I actually read a fair bit about the stockholm syndrome lady (there’s an interview with Kristin Enmark on BBC’s “witness” podcast, which is really interesting) It seems to me that what happened is she came to understand that the people holding her hostage had reasons and she came around to agreeing with the reasons if not the methods.
http://www.bbc.co.uk/programmes/p044trz7
Andrew Molitor says
An oddity I do not know the answer to is this: why don’t coal piles spontaneously combust any more?
There was an era when coal ships would routinely just catch fire and burn to the waterline, and while sad and expensive, it was just part of the business. That doesn’t seem to happen any more. Apparently someone figured out what to do, but to MY eye it still looks like just big giant heaps of coal just like the ones that used to occasionally go POOF. Well more smoldersmolderSmolderFIREFIREFIREFIREOMGFIRE.
One day I will look up the answer, but today is not that day.
Marcus Ranum says
Andrew Molitor@#10:
why don’t coal piles spontaneously combust any more?
I think the issue with coal piles is that if the get bacterial growth they’ll start to cook – so you need to keep them moving and not sitting for long. The big coal pile at Shawville would go completely into the furnace about once a week. I’d guess that there was never enough piled up for long enough to get hot enough.
......
◆ **Check your understanding**
[A] Please reproduce the part of the comment thread on Stockholm syndrome and coal fires that starts at "I think the" and ends at "get hot enough.".
[B] Carry on the comment thread on Stockholm syndrome and coal fires from its last line.

◆ **Dataset entries**
......
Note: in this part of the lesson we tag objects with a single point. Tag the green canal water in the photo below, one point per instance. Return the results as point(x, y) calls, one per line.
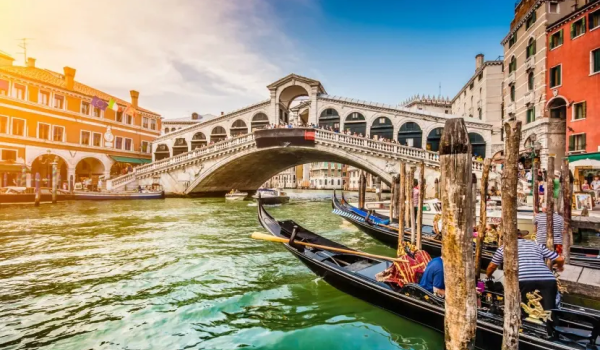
point(180, 274)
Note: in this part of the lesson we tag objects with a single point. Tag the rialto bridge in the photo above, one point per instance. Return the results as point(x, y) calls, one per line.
point(221, 154)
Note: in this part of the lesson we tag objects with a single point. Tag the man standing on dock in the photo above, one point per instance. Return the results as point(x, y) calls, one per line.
point(541, 228)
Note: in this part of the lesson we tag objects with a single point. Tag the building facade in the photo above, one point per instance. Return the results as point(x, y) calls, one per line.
point(48, 117)
point(525, 71)
point(573, 77)
point(481, 98)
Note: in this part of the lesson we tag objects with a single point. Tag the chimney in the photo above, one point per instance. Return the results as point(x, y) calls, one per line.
point(69, 76)
point(134, 98)
point(478, 61)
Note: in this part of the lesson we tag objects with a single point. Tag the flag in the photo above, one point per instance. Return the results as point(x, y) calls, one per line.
point(112, 104)
point(98, 103)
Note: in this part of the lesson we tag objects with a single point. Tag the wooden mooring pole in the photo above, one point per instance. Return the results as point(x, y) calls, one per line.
point(567, 206)
point(482, 215)
point(512, 295)
point(457, 232)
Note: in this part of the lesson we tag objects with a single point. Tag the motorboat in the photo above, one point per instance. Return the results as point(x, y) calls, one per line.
point(271, 196)
point(573, 327)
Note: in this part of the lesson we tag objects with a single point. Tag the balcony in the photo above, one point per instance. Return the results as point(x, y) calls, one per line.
point(530, 63)
point(529, 97)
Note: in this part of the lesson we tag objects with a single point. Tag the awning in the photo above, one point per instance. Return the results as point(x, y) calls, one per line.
point(576, 157)
point(131, 160)
point(12, 168)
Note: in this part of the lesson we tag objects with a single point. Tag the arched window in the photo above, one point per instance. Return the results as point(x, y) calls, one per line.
point(218, 134)
point(382, 127)
point(355, 123)
point(239, 128)
point(410, 134)
point(330, 118)
point(433, 139)
point(198, 140)
point(477, 144)
point(259, 121)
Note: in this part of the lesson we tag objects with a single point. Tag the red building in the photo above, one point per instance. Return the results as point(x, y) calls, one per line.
point(573, 85)
point(573, 76)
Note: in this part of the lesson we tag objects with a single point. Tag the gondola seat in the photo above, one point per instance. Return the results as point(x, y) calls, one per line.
point(574, 326)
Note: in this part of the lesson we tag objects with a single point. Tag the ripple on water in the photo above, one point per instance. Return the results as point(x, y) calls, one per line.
point(179, 274)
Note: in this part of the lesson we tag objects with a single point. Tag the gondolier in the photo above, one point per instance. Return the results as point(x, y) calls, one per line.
point(533, 272)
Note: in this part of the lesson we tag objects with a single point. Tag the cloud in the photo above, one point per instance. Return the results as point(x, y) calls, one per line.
point(213, 55)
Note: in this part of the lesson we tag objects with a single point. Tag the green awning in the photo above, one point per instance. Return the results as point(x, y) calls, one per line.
point(576, 157)
point(131, 160)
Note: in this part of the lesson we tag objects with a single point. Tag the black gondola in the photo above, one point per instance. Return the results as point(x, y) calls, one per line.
point(355, 275)
point(580, 256)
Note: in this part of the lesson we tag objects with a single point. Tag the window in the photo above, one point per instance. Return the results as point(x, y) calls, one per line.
point(145, 147)
point(530, 21)
point(595, 19)
point(9, 154)
point(531, 48)
point(577, 142)
point(556, 39)
point(513, 65)
point(531, 115)
point(118, 142)
point(18, 127)
point(3, 124)
point(44, 98)
point(19, 91)
point(59, 102)
point(595, 61)
point(555, 76)
point(578, 28)
point(4, 87)
point(579, 110)
point(58, 133)
point(43, 131)
point(512, 40)
point(85, 138)
point(97, 139)
point(85, 108)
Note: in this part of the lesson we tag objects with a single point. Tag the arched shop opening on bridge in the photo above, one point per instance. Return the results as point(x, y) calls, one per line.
point(218, 134)
point(382, 128)
point(238, 128)
point(259, 121)
point(180, 146)
point(162, 152)
point(330, 118)
point(198, 140)
point(87, 173)
point(356, 123)
point(43, 165)
point(410, 134)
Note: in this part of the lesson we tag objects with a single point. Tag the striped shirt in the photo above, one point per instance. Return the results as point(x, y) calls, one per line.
point(557, 223)
point(531, 261)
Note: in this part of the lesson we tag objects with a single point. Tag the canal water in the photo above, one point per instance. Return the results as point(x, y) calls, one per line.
point(180, 274)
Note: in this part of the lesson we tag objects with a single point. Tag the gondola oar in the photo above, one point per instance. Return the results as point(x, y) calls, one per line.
point(265, 237)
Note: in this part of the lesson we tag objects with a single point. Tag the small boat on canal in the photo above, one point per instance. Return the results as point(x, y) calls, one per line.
point(271, 196)
point(236, 195)
point(573, 328)
point(26, 195)
point(382, 229)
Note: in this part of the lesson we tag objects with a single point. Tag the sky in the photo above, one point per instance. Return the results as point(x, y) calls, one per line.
point(212, 56)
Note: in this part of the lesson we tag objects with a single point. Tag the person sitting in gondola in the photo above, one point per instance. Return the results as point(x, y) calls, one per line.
point(533, 272)
point(433, 277)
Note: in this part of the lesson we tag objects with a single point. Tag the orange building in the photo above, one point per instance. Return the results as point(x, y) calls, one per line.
point(48, 117)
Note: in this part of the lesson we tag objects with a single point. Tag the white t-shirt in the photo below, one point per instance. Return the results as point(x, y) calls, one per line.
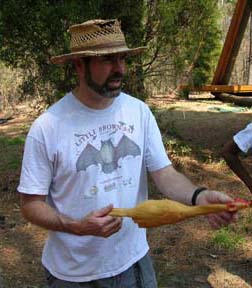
point(85, 159)
point(243, 138)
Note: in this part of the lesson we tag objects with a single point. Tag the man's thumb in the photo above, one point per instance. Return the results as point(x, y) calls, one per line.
point(104, 211)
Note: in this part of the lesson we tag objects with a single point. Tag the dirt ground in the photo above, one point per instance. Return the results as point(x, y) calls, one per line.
point(184, 255)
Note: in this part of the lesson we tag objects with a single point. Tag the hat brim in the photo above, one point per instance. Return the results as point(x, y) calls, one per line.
point(61, 59)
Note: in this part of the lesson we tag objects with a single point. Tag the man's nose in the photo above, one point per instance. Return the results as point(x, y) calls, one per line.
point(119, 65)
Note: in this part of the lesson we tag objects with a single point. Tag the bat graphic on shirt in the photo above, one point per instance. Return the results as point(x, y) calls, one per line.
point(108, 155)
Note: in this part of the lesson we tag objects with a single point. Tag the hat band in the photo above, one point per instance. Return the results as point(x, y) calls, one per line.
point(117, 44)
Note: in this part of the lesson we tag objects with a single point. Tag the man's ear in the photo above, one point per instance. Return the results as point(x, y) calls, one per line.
point(79, 66)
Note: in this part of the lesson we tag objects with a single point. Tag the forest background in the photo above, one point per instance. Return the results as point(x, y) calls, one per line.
point(183, 40)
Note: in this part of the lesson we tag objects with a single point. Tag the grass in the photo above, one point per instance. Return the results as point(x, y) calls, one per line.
point(227, 239)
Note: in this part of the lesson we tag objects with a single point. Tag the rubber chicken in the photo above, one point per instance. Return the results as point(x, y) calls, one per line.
point(153, 213)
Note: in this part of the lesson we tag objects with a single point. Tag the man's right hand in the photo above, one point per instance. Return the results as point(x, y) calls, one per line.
point(98, 223)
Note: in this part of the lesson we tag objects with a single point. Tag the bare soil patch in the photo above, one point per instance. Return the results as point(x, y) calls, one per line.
point(184, 255)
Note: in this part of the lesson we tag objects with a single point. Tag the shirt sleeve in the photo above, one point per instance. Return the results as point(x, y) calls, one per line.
point(37, 170)
point(155, 155)
point(243, 139)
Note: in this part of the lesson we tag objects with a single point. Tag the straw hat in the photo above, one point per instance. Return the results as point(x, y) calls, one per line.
point(96, 38)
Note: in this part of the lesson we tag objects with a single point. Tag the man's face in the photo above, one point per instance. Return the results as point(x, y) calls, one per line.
point(104, 74)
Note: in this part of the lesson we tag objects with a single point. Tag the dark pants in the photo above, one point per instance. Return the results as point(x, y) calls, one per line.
point(140, 275)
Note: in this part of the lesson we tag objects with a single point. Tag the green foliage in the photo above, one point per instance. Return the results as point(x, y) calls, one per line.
point(33, 31)
point(182, 39)
point(187, 37)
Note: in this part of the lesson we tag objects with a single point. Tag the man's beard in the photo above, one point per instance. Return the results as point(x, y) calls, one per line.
point(104, 90)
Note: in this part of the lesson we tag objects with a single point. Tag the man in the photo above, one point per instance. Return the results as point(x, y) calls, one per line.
point(241, 142)
point(90, 152)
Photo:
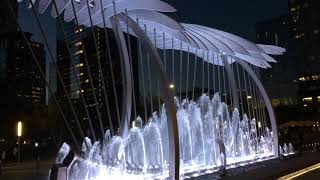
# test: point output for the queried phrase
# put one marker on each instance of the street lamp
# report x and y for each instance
(19, 133)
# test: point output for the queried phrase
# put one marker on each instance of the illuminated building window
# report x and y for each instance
(79, 30)
(276, 38)
(307, 99)
(315, 77)
(79, 65)
(78, 52)
(78, 43)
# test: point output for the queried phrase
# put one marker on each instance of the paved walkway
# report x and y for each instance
(26, 171)
(272, 169)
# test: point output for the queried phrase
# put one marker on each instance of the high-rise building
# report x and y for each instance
(7, 24)
(279, 79)
(305, 27)
(22, 89)
(18, 69)
(82, 50)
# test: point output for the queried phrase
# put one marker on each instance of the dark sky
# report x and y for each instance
(235, 16)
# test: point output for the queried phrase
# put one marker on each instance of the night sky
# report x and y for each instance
(235, 16)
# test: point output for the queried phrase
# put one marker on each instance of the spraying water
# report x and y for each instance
(144, 152)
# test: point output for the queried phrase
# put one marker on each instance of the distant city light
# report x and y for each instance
(259, 124)
(19, 129)
(307, 99)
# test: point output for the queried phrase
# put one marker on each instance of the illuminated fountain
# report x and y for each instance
(187, 138)
(143, 153)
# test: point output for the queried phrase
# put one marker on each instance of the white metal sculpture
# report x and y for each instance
(198, 137)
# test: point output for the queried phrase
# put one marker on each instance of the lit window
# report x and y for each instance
(315, 77)
(78, 43)
(78, 52)
(307, 99)
(302, 79)
(79, 30)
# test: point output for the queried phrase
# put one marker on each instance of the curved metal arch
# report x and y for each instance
(266, 100)
(173, 134)
(233, 84)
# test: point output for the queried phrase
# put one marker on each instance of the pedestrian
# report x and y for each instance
(14, 153)
(3, 155)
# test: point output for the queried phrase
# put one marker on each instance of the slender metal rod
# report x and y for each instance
(143, 81)
(254, 115)
(75, 72)
(187, 75)
(100, 71)
(268, 105)
(131, 69)
(224, 86)
(239, 87)
(173, 80)
(194, 73)
(214, 74)
(158, 86)
(149, 75)
(174, 153)
(88, 68)
(219, 81)
(43, 76)
(126, 74)
(56, 66)
(164, 52)
(180, 76)
(110, 67)
(203, 72)
(208, 70)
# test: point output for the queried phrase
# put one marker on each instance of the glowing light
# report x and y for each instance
(307, 99)
(19, 129)
(300, 172)
(259, 124)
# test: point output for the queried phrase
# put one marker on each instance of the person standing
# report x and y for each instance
(2, 159)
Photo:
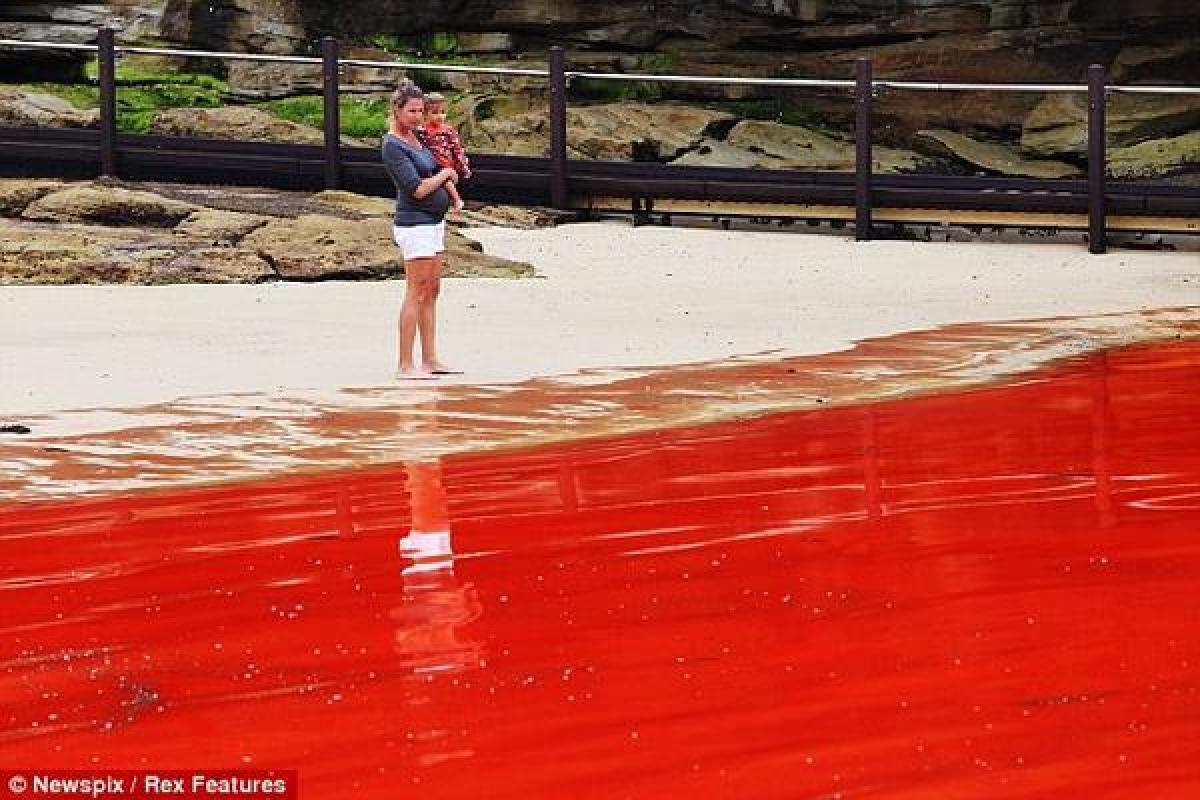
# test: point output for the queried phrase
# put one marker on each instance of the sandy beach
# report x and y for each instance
(610, 295)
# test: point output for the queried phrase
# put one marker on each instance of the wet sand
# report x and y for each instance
(252, 435)
(612, 296)
(982, 594)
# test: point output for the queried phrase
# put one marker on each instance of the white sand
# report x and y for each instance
(612, 295)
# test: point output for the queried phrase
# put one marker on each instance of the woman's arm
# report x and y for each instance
(433, 182)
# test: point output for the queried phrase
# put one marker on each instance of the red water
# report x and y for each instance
(983, 595)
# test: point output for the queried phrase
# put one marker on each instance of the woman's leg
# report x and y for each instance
(427, 322)
(417, 318)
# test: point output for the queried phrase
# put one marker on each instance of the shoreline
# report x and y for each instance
......
◆ **Results for the exercise**
[A]
I think the issue with coal piles is that if the get bacterial growth they’ll start to cook – so you need to keep them moving and not sitting for long. The big coal pile at Shawville would go completely into the furnace about once a week. I’d guess that there was never enough piled up for long enough to get hot enough.

[B]
With respect to ships – I believe the problem was coal dust and sparks – ships that fuelled coal also had great big furnaces with dusty coal being shovelled into them; by the age of dreadnoughts they pretty much understood the right amount of moisture to have in the air in the boiler rooms.
There’s a book I read recently about military hubris (Alistair Horne) that has some really amazing descriptions of the coal-related hell that the Russian fleet went through on the way to Tsushima (i.e.: they went halfway around the world, just to get killed horribly) — I had never thought of this, but most of the coal was moved onto the ships using shovels. Eeeeeeeeeeeee!!! The reason I mention all this is because some of the Russian ships were so over-coaled that they had great big hampers of coal squirreled away on the decks. Unfortunately for them, the Japanese had an early version of a picric acid-based shell, which shot red-hot spinters on impact. A perfect storm of fail.